start PROVIDED PASSAGE

THE GOVERNMENT will start issuing midyear bonuses to civil servants by May 15, the Department of Budget and Management (DBM) said.
“Starting May 15, more than 1.5 million government workers will receive their fiscal year 2018 midyear bonus, which is equivalent to one month basic salary,” Budget Secretary Benjamin E. Diokno said during a briefing yesterday.
He added that he signed on May 8 the guidelines for government agencies giving out the bonus.
Mr. Diokno said that about P36.2 billion has been allocated for the midyear bonus.
To qualify for the bonus, the government personnel should have “rendered at least a total or an aggregate of four months of service from July 1, 2017 to May 15, 2018; remain in the government service as of May 15, 2018; and obtained at least a satisfactory performance rating in the applicable performance appraisal period.”
The bonus covers all civilian personnel, whether regular, casual, or contractual in nature, appointive or elective, full-time or part-time, in the Executive, Legislative and Judicial Branches, the Constitutional Commissions and other Constitutional Offices, state universities and colleges, and selected state-run corporations under the Compensation and Position Classification System (CPCS).

end PROVIDED PASSAGE
start RECORD EXCERPTS

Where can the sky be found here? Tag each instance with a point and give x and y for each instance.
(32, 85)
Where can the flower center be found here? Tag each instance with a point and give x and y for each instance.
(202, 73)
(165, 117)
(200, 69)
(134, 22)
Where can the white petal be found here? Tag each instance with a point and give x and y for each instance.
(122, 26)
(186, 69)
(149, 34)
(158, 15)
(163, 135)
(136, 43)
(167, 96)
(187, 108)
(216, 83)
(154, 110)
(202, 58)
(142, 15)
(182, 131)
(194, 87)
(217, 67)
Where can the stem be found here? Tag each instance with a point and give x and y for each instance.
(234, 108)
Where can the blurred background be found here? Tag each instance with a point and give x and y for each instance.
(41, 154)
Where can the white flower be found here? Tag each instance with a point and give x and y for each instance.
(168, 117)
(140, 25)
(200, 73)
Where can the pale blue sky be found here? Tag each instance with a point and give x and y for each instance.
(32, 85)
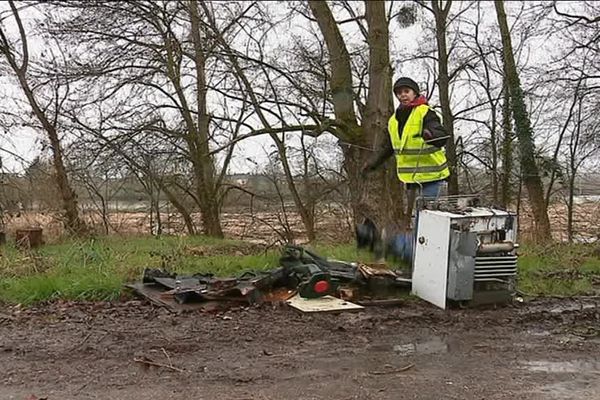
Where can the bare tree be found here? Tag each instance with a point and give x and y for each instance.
(529, 168)
(19, 65)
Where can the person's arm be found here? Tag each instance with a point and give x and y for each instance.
(434, 132)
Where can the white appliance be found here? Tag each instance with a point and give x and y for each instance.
(464, 253)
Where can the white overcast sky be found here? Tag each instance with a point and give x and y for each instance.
(27, 145)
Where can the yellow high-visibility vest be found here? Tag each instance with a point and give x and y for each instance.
(416, 161)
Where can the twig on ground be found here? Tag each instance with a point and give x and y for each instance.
(167, 355)
(155, 364)
(392, 371)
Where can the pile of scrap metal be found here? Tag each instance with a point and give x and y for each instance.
(301, 271)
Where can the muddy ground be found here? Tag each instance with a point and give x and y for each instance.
(546, 349)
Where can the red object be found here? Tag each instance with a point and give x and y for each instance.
(418, 101)
(321, 287)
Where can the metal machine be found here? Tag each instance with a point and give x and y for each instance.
(463, 252)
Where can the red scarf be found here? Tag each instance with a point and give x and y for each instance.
(418, 101)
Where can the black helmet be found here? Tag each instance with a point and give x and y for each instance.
(406, 82)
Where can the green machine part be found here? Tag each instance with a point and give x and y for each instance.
(314, 282)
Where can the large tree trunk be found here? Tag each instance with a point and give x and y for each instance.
(387, 189)
(529, 168)
(187, 218)
(198, 138)
(440, 12)
(507, 156)
(380, 196)
(72, 222)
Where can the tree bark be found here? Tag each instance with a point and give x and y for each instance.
(507, 153)
(440, 12)
(198, 138)
(72, 221)
(378, 109)
(529, 168)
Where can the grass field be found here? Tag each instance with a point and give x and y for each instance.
(97, 269)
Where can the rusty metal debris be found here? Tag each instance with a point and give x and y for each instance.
(300, 272)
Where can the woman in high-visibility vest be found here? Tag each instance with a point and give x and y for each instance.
(417, 138)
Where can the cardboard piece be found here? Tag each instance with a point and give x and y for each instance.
(322, 304)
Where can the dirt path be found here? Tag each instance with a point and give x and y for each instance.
(541, 350)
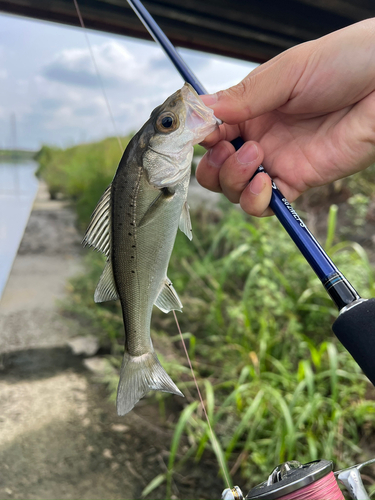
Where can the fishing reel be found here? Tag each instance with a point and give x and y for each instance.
(312, 481)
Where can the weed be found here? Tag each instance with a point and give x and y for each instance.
(277, 384)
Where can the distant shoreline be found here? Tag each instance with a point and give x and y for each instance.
(11, 155)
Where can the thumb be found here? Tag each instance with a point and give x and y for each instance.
(265, 89)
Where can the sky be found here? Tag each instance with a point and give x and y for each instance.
(50, 90)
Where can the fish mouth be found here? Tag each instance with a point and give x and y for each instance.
(199, 118)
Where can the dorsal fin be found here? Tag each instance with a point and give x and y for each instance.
(98, 233)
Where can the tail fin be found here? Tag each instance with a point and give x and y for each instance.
(140, 374)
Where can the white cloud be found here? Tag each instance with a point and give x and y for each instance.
(52, 86)
(115, 64)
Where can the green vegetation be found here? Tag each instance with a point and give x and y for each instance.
(276, 383)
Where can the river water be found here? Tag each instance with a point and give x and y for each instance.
(18, 188)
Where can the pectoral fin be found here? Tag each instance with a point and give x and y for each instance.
(106, 289)
(185, 222)
(168, 299)
(98, 233)
(155, 206)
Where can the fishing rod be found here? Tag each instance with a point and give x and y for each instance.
(354, 325)
(314, 481)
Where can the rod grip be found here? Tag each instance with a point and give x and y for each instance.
(355, 329)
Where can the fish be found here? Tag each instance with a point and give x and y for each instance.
(135, 225)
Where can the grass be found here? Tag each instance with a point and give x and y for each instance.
(276, 382)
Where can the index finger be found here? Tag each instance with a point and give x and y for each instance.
(223, 133)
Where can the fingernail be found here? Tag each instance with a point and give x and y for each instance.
(209, 99)
(217, 156)
(257, 185)
(247, 153)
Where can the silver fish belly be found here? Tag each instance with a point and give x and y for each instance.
(135, 225)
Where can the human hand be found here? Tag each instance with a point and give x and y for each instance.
(308, 115)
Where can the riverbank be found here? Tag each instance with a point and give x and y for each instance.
(60, 437)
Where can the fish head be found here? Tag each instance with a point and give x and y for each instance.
(179, 123)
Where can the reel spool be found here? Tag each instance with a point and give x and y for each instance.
(312, 481)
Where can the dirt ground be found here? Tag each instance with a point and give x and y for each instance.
(60, 437)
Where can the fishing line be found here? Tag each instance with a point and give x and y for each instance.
(213, 437)
(98, 75)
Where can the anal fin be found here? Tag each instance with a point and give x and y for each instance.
(185, 222)
(168, 299)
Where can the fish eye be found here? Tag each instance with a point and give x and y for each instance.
(167, 122)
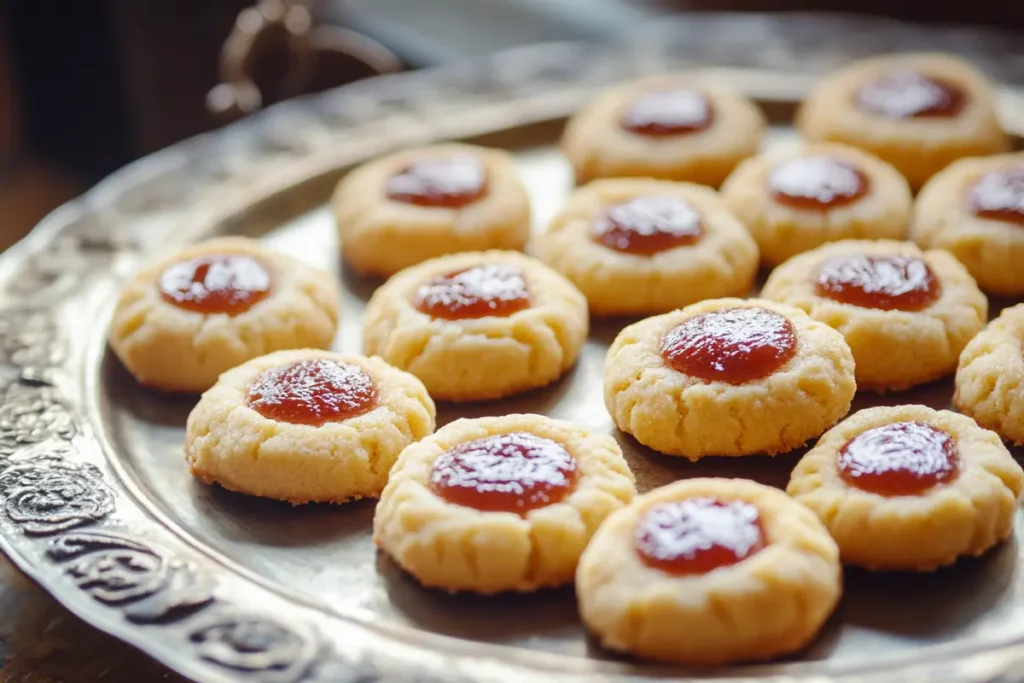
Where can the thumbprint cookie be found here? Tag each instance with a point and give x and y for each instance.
(668, 127)
(500, 504)
(709, 571)
(399, 210)
(306, 426)
(990, 376)
(187, 316)
(728, 377)
(477, 326)
(794, 200)
(975, 209)
(919, 112)
(905, 313)
(641, 247)
(909, 488)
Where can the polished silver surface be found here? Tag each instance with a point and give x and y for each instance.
(98, 507)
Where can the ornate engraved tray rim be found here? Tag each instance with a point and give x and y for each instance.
(98, 546)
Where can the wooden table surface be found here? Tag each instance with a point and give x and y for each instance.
(42, 642)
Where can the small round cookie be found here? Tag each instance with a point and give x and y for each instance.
(500, 504)
(907, 487)
(640, 247)
(477, 326)
(990, 376)
(920, 112)
(975, 209)
(794, 200)
(905, 313)
(187, 316)
(399, 210)
(306, 426)
(669, 127)
(709, 571)
(728, 377)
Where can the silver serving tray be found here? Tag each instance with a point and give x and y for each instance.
(95, 502)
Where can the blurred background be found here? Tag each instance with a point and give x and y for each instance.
(87, 86)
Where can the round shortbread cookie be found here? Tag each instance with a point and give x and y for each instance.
(695, 132)
(892, 105)
(924, 306)
(771, 602)
(524, 327)
(187, 316)
(682, 414)
(641, 247)
(408, 207)
(892, 501)
(990, 376)
(499, 546)
(990, 245)
(795, 199)
(261, 430)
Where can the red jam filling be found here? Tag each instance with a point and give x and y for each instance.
(312, 392)
(216, 284)
(733, 345)
(515, 472)
(698, 535)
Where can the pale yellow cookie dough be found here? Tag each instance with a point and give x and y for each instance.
(893, 349)
(783, 230)
(965, 516)
(990, 376)
(920, 146)
(172, 348)
(458, 548)
(599, 147)
(991, 250)
(485, 357)
(229, 443)
(679, 415)
(769, 604)
(381, 236)
(722, 262)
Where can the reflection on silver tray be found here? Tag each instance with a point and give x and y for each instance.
(94, 500)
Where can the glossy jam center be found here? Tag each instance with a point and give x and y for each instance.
(733, 345)
(698, 535)
(476, 292)
(887, 283)
(907, 94)
(312, 392)
(647, 224)
(999, 196)
(451, 183)
(516, 472)
(216, 284)
(668, 113)
(817, 182)
(900, 459)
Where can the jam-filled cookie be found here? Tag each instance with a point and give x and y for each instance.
(975, 209)
(418, 204)
(500, 504)
(477, 326)
(186, 317)
(709, 571)
(728, 377)
(641, 247)
(990, 376)
(909, 487)
(669, 127)
(918, 112)
(905, 313)
(306, 426)
(794, 200)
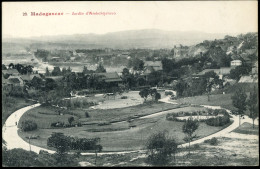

end RECORD EXCERPTS

__GIVEN REQUEST__
Answer these questions using the article on government midyear bonuses:
1. On what date did the Budget Secretary sign the guidelines for agencies giving out the bonus?
2. About how much money has been allocated for the midyear bonus?
3. How much service must government personnel have rendered to qualify, and over what period?

__CORRECT ANSWER__
1. May 8.
2. About P36.2 billion.
3. At least a total or an aggregate of four months of service, from July 1, 2017 to May 15, 2018.